◆ **Série d'exercices**
(a) Traduisez en anglais cette phrase du texte sur l'Andromaque de Racine : « L’Énéide est une épopée relatant le voyage d’Énée après la guerre de Troie. »
(b) Reprenez le texte sur l'Andromaque de Racine à partir de l'endroit où il s'arrête, s'il vous plaît.

L’Andromaque de Racine est le laboratoire par excellence de l’application de sa propre conception de la littérature. Il applique sa conception imitative de la littérature en s’inspirant pour son œuvre principalement des auteurs Antiques. Dans les différentes préfaces d’Andromaque (la première présente dans les éditions de 1668 et de 1673, la seconde dans celles de 1676, 1687 et 1697), – lesquelles constituent les points de départ de toute réflexion à propos de la pratique imitative de Racine –l’auteur cite plusieurs auteurs, grecs et latins, dont il s’est inspiré pour son œuvre.
Tout d’abord, il ouvre sa préface avec tout un passage du chant III de l’Énéide de Virgile (dix-huit vers). L’Énéide est une épopée relatant le voyage d’Énée après la guerre de Troie. Il déclare à ce propos :
« Voilà, en peu de vers, tout le sujet de cette tragédie, voilà le lieu de la scène, l'action qui s'y passe, les quatre principaux acteurs, et même leurs caractères […]. »
Virgile est donc, selon les déclarations de Racine, la source première de son inspiration, du moins en ce qui concerne le canevas de son œuvre, les personnages ainsi que le lieu. D’après le texte de Virgile, l’Andromaque de Racine est une sorte de continuation de ce qu’il advient à la troyenne après la chute de Troie. En reprenant à l’identique ces éléments, Racine marque sa volonté de se conformer à ce qui a été écrit auparavant à propos de l’histoire. Dans son livre Le travail de Racine[1], Alain Niderst affirme que :
« le spectateur qui entre dans la salle connaît l’histoire qu’on va représenter et les épisodes qui la rythmeront […] Quand l’une de ces scènes commence, le spectateur se cale au fond d’un fauteuil et se demande ce que le poète aura fait de ce morceau attendu et, peut-on dire, imposé. »
Racine s’inspire également dans le chant III[2] de l’Enéide du motif d’Andromaque sous les traits de la veuve inconsolable. En effet, dans les vers que Racine cite dans sa préface, il nous est présenté par Enée une Andromaque qui continue à honorer son époux :
«[…]libabat cineri Andromache, Manisque uocabat
Hectoreum ad tumulum, uiridi quem caespite inanem
et geminas, causam lacrimis, sacrauerat aras. »[3] (v.304-305).
La tonalité mélancolique et fataliste (propre à l’élégie) qui prévaut dans le discours d’Andromaque dans ce dialogue est une tonalité que Racine va largement exploiter. C’est le cas au vers 276 de l’acte I scène 4 : « Hélas ! On ne craint point qu'il venge un jour son père ». C’est aussi le cas dans la scène d’adieu d’Andromaque que l’on retrouve dans l’Iliade, à l’acte III scène 8. Les traits d’une épouse modèle et fidèle à la mémoire de son époux sont mis en valeur, et le désespoir apparait dans le fait d’être encore en vie. Une spécificité propre à Virgile que Racine ne reprend cependant pas est la présentation d’Andromaque comme une esclave abusée et abandonnée par Pyrrhus au profit d’Hélenus son frère, situation beaucoup trop dégradante et qui ne cadre pas avec l’image de dignité que Racine veut donner à son heroïne :
« nos, patria incensa, diuersa per aequora uectae,
stirpis Achilleae fastus iuuenemque superbum,
seruitio enixae, tulimus: qui deinde, secutus
Ledaeam Hermionen Lacedaemoniosque hymenaeos,
me famulo famulamque Heleno transmisit habendam.

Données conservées
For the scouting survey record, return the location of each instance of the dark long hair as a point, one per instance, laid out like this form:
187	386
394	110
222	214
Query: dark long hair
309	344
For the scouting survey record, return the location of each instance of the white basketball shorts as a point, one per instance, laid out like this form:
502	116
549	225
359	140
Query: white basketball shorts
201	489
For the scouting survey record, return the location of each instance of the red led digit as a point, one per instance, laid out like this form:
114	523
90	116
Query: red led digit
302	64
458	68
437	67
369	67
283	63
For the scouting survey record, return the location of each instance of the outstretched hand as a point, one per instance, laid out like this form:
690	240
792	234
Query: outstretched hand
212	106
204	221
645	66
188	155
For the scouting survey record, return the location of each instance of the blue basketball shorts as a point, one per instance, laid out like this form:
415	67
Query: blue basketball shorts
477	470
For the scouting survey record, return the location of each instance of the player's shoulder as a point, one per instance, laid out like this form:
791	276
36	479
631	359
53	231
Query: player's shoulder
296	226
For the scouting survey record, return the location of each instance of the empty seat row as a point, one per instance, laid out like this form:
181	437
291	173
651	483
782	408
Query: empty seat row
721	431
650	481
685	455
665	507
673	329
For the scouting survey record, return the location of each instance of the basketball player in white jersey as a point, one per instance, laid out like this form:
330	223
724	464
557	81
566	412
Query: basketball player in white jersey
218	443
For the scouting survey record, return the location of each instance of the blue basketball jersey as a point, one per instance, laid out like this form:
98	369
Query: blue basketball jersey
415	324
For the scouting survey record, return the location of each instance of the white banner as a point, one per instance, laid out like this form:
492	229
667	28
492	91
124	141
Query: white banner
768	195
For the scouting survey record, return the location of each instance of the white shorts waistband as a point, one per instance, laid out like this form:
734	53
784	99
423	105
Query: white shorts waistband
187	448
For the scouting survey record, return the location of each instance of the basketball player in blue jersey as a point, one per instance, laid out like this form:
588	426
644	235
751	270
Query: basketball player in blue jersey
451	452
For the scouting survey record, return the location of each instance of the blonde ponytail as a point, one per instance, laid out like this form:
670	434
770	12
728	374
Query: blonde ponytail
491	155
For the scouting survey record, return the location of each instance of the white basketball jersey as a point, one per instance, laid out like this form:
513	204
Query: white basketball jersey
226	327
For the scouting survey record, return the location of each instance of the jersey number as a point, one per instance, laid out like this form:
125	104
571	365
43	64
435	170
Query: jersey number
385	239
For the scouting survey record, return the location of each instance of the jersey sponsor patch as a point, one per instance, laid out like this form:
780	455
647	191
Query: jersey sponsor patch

◆ **Réponses dans l'ordre**
(a) The Aeneid is an epic recounting Aeneas's journey after the Trojan War.

(b)
Ast illum, ereptae magno inflammatus amore
coniugis et scelerum Furiis agitatus, Orestes
excipit incautum patriasque obtruncat ad aras.
Morte Neoptolemi regnorum reddita cessit
pars Heleno, qui Chaonios cognomine campos»[4] (v. 325-334).
On retrouve également une évocation à propos d’Oreste et de la jalousie qu’il éprouve envers Pyrrhus qui sera mieux développée par Euripide : c’est de sa propre initiative qu’il fomente la mise en application du meurtre de Pyrrhus, tandis que chez Racine, c’est à la demande d’Hermione que cela se produit.
Il est intéressant de noter avec Patrick Dandrey, que la source virgilienne est « noble, certes, mais particulièrement parcimonieuse »[5]. En effet, on peut s’interroger sur le choix de Racine de ces quelques vers peinant à dépeindre, tel que Racine l’affirme, l’entièreté de sa tragédie. On pourrait répondre toujours avec Dandrey, que c’est par un souci de marquer le plus profondément son émulation par rapport à Virgile qu’il opère ce choix : « Finalement, il semble avoir pour objectif dans les deux versions de sa préface, de faire attribuer à son jeune talent le mérite d’avoir coloré, enrichi et approfondi une esquisse la plus vague possible »[6].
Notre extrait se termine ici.